> [Exercise directions]
Report every line of the records that contains the word "pink".

> [Material for this task]
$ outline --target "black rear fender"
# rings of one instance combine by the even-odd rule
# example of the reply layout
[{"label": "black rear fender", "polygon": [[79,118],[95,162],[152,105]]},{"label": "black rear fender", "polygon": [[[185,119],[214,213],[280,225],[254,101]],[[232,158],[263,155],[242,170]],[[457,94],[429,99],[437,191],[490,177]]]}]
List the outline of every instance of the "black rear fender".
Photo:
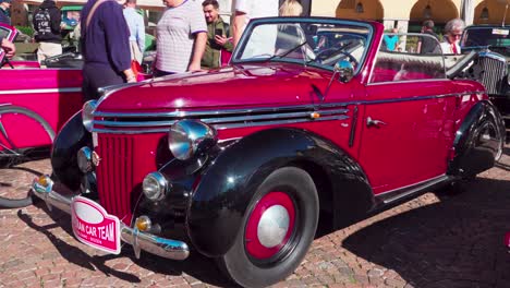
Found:
[{"label": "black rear fender", "polygon": [[76,153],[87,145],[92,147],[92,134],[83,127],[80,110],[62,127],[51,151],[53,177],[73,191],[80,188],[83,176],[77,166]]},{"label": "black rear fender", "polygon": [[488,100],[475,104],[456,133],[456,155],[448,165],[448,175],[469,178],[490,169],[501,156],[505,136],[496,107]]},{"label": "black rear fender", "polygon": [[[224,254],[256,189],[272,171],[287,166],[312,176],[321,208],[364,213],[374,204],[367,178],[338,146],[303,130],[265,130],[227,147],[202,173],[186,219],[194,247],[208,256]],[[352,197],[339,193],[345,190],[353,192]]]}]

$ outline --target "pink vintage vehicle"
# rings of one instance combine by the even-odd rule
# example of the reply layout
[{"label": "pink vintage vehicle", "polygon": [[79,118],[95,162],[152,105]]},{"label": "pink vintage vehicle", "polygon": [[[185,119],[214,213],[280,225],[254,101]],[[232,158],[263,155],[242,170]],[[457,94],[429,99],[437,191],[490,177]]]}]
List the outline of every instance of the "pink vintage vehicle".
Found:
[{"label": "pink vintage vehicle", "polygon": [[446,71],[442,55],[384,50],[382,33],[375,22],[254,20],[228,68],[86,103],[34,194],[102,251],[201,253],[238,285],[275,284],[319,221],[343,227],[501,155],[501,117],[482,84],[457,80],[462,69]]},{"label": "pink vintage vehicle", "polygon": [[[0,24],[0,34],[13,41],[17,31]],[[0,63],[0,159],[49,147],[81,109],[81,69],[41,69],[37,61],[9,61],[3,52]]]}]

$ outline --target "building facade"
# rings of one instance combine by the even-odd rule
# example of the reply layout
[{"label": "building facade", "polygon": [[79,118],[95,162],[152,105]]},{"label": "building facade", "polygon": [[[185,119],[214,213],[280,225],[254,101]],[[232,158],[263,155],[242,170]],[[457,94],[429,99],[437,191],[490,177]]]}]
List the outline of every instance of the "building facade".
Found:
[{"label": "building facade", "polygon": [[[444,26],[462,17],[467,24],[510,24],[510,0],[314,0],[312,15],[373,20],[386,28],[418,32],[425,20]],[[465,14],[465,15],[464,15]]]},{"label": "building facade", "polygon": [[[42,0],[13,1],[14,25],[29,23],[27,11]],[[195,0],[201,1],[201,0]],[[229,21],[233,0],[219,0],[223,19]],[[267,0],[257,0],[267,1]],[[283,0],[279,0],[282,2]],[[441,27],[451,19],[467,19],[467,24],[510,24],[510,0],[301,0],[306,13],[312,16],[331,16],[356,20],[373,20],[389,29],[397,26],[401,32],[418,32],[424,20],[433,20]],[[86,0],[58,0],[59,5],[85,3]],[[138,0],[138,5],[161,11],[160,0]],[[31,8],[27,4],[32,4]],[[311,9],[308,10],[308,7]],[[465,13],[464,13],[465,12]],[[463,14],[466,14],[464,16]]]}]

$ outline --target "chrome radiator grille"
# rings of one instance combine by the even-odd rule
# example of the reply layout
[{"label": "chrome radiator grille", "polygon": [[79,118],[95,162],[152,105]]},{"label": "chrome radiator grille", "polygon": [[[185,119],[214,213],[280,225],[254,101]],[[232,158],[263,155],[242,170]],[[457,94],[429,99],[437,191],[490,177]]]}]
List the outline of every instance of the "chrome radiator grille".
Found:
[{"label": "chrome radiator grille", "polygon": [[129,135],[100,134],[96,152],[101,157],[96,173],[99,202],[105,209],[130,225],[134,140]]},{"label": "chrome radiator grille", "polygon": [[500,59],[491,57],[481,57],[479,65],[482,67],[481,82],[484,84],[489,95],[501,94],[502,83],[507,81],[507,63]]}]

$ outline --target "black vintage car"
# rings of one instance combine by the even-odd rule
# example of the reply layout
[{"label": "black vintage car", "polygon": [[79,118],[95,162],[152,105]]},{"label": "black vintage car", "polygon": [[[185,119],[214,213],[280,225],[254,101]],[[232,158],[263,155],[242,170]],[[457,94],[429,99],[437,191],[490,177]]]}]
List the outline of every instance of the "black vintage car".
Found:
[{"label": "black vintage car", "polygon": [[510,125],[510,26],[473,25],[465,28],[461,39],[463,52],[477,51],[471,67],[491,101]]}]

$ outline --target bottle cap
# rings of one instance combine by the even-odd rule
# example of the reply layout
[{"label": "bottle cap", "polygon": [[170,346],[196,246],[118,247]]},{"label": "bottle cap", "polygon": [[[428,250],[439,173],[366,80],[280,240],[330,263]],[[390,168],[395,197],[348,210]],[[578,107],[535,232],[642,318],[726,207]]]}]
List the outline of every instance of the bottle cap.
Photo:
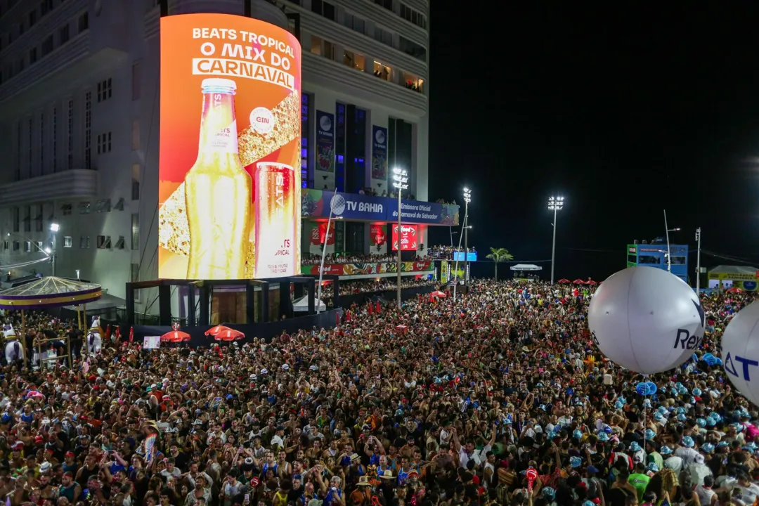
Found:
[{"label": "bottle cap", "polygon": [[203,88],[223,87],[237,90],[237,83],[231,79],[222,79],[220,77],[203,79],[203,83],[200,86]]}]

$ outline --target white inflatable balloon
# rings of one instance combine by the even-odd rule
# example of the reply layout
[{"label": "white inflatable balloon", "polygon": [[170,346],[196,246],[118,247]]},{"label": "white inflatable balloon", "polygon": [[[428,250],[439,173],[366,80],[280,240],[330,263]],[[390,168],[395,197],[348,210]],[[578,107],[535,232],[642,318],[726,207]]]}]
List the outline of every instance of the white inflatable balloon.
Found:
[{"label": "white inflatable balloon", "polygon": [[641,374],[662,372],[687,360],[704,336],[704,319],[693,289],[656,267],[631,267],[613,275],[599,287],[587,311],[601,353]]},{"label": "white inflatable balloon", "polygon": [[735,315],[722,336],[722,363],[733,386],[759,404],[759,301]]}]

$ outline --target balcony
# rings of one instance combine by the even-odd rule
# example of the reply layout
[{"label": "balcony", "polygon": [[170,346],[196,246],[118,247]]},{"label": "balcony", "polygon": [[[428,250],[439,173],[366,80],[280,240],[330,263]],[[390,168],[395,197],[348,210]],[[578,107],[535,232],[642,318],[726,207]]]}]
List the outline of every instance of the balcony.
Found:
[{"label": "balcony", "polygon": [[97,171],[76,168],[0,184],[2,205],[28,205],[58,199],[92,198],[97,194]]},{"label": "balcony", "polygon": [[427,112],[427,97],[405,86],[375,77],[371,69],[362,72],[354,68],[305,51],[303,55],[304,90],[309,84],[335,89],[341,86],[344,93],[359,99],[356,104],[378,104],[397,111],[400,118],[421,118]]}]

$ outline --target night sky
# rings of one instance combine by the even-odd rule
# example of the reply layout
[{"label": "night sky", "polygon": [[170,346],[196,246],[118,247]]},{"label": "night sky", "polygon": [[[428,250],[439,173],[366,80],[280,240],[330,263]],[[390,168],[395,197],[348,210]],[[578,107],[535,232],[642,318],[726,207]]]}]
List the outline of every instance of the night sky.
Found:
[{"label": "night sky", "polygon": [[[463,203],[468,186],[470,244],[530,261],[551,258],[546,201],[562,195],[557,279],[623,269],[628,243],[663,236],[664,209],[682,229],[672,243],[694,249],[701,226],[704,250],[759,266],[759,6],[743,4],[433,6],[430,200]],[[430,244],[449,243],[433,228]]]}]

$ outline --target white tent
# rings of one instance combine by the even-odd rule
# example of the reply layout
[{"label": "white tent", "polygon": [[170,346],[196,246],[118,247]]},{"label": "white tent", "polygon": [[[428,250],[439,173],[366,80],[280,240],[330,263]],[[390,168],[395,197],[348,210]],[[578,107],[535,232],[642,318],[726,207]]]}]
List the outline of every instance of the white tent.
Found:
[{"label": "white tent", "polygon": [[[313,297],[313,309],[319,311],[326,311],[327,306],[323,302]],[[295,313],[305,313],[308,311],[308,296],[304,295],[300,299],[296,299],[292,303],[292,310]]]},{"label": "white tent", "polygon": [[531,263],[518,263],[515,266],[512,266],[512,271],[542,271],[543,267],[539,267],[538,266],[533,265]]}]

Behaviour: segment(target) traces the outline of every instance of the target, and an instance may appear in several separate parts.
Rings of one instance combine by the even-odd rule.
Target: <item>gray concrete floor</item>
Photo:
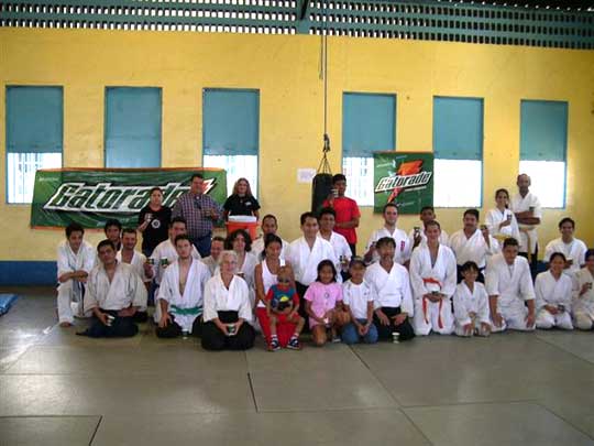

> [Complete response]
$ outline --target "pink vintage vehicle"
[{"label": "pink vintage vehicle", "polygon": [[79,118],[95,162],[152,105]]},{"label": "pink vintage vehicle", "polygon": [[[185,119],[214,213],[280,225],[254,101]],[[232,158],[263,155],[242,170]],[[457,94],[429,99],[437,191],[490,177]]]}]
List the outline of every instance of the "pink vintage vehicle".
[{"label": "pink vintage vehicle", "polygon": [[446,71],[442,55],[384,50],[382,33],[375,22],[254,20],[228,68],[86,103],[34,194],[102,251],[201,253],[238,285],[275,284],[319,221],[343,227],[501,155],[501,117],[482,84],[457,80],[462,69]]},{"label": "pink vintage vehicle", "polygon": [[[0,24],[0,34],[13,41],[17,31]],[[0,63],[0,159],[49,147],[81,109],[81,69],[41,69],[37,61],[9,61],[3,52]]]}]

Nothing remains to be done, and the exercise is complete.